# Travail demandé
A: D'après l'extrait sur les sondages, quel institut a réalisé le sondage publié dans « Le Parisien » du 6 mars 2011 ?
B: Recopiez l'extrait sur les sondages depuis « On dira ce qu’on » jusqu'à « créer la surprise. » inclus.

Et il faudra sans doute le dire encore longtemps quand on voit à quel point la sauce de la contestation creuse peut monter, notamment dans les sondages dont le dernier, celui de Harris Interactive publié dans "Le Parisien" du 6 mars 2011, donne une petite longueur d’avance à Marine Le Pen sur les autres candidats possibles en lice (Dominique Strauss-Kahn excepté ?).

On dira ce qu’on veut des sondages, et notamment des hypothèses d’école posées (comme la candidature de Dominique de Villepin et l’inconnue concernant le candidat socialiste puisque la "performance" est obtenue en cas de présence de Martine Aubry au premier tour), leurs indications sont toujours intéressantes à analyser sur l’évolution, la tendance du moment, comme on peut noter que ceux qui progressent positivement dans les sondages sur la primaire du Parti socialiste, ce sont ceux qui font réellement campagne sur le terrain, à savoir Ségolène Royal et surtout le discret François Hollande qui peut créer la surprise.

Revenons à Marine Le Pen et arrêtons-nous à ce "phénomène" médiatique.

# Informations fournies
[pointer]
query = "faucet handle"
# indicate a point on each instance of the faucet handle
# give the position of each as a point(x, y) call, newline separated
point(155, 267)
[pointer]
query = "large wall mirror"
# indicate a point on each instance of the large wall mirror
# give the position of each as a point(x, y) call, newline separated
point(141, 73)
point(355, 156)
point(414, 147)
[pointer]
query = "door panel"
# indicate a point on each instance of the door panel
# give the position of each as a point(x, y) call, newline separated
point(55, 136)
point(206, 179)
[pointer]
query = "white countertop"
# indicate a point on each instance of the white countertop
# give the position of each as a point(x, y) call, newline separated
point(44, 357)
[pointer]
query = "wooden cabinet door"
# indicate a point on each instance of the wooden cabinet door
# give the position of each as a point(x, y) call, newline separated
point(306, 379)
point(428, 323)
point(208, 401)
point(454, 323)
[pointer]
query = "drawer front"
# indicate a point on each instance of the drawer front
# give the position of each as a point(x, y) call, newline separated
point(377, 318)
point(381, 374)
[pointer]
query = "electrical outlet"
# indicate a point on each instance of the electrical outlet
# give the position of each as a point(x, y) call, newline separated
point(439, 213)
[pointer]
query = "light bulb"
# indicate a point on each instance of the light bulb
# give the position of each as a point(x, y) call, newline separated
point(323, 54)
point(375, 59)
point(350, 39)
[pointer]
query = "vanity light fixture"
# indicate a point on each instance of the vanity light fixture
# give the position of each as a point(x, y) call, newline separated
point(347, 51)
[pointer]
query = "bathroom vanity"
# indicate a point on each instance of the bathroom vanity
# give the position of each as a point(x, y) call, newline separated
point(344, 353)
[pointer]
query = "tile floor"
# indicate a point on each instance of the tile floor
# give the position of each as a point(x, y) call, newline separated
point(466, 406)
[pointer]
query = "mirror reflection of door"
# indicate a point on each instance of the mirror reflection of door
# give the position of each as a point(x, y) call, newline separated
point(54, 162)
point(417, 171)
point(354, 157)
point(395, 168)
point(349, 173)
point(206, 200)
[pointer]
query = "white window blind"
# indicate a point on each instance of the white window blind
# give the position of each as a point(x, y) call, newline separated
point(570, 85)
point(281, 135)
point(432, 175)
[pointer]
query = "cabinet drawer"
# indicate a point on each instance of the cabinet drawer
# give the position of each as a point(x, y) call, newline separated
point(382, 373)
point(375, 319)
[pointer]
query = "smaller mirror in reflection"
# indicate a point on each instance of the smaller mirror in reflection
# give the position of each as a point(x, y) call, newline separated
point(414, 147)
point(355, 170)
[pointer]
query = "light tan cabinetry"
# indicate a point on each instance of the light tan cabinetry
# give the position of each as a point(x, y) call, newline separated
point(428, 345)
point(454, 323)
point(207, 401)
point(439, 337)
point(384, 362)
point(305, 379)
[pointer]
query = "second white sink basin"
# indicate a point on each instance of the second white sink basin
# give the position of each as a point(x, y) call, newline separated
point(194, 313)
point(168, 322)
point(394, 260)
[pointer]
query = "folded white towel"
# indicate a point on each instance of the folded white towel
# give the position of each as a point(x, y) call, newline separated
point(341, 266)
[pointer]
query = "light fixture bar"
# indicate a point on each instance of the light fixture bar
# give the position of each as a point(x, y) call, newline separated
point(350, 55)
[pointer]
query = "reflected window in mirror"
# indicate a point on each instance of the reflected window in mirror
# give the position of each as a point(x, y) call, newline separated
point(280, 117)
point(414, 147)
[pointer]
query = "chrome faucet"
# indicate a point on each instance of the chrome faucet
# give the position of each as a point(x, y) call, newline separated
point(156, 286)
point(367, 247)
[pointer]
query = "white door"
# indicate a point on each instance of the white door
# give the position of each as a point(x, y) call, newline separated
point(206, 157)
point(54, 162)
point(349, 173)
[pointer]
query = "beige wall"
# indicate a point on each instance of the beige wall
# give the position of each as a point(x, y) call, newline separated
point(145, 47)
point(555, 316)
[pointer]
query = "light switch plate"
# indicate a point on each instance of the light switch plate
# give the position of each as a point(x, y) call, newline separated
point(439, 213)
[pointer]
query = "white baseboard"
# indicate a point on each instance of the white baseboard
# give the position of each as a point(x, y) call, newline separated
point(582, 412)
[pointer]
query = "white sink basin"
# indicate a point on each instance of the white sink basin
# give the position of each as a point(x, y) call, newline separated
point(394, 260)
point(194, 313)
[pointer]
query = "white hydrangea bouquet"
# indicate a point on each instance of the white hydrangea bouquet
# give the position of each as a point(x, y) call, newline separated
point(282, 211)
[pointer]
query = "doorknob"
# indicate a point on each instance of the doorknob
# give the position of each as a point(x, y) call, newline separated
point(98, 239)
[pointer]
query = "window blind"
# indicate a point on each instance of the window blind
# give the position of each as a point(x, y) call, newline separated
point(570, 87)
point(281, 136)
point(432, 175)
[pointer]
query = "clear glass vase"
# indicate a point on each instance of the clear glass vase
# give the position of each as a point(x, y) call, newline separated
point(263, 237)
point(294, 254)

# Réponses complètes
A: Harris Interactive.

B:
On dira ce qu’on veut des sondages, et notamment des hypothèses d’école posées (comme la candidature de Dominique de Villepin et l’inconnue concernant le candidat socialiste puisque la "performance" est obtenue en cas de présence de Martine Aubry au premier tour), leurs indications sont toujours intéressantes à analyser sur l’évolution, la tendance du moment, comme on peut noter que ceux qui progressent positivement dans les sondages sur la primaire du Parti socialiste, ce sont ceux qui font réellement campagne sur le terrain, à savoir Ségolène Royal et surtout le discret François Hollande qui peut créer la surprise.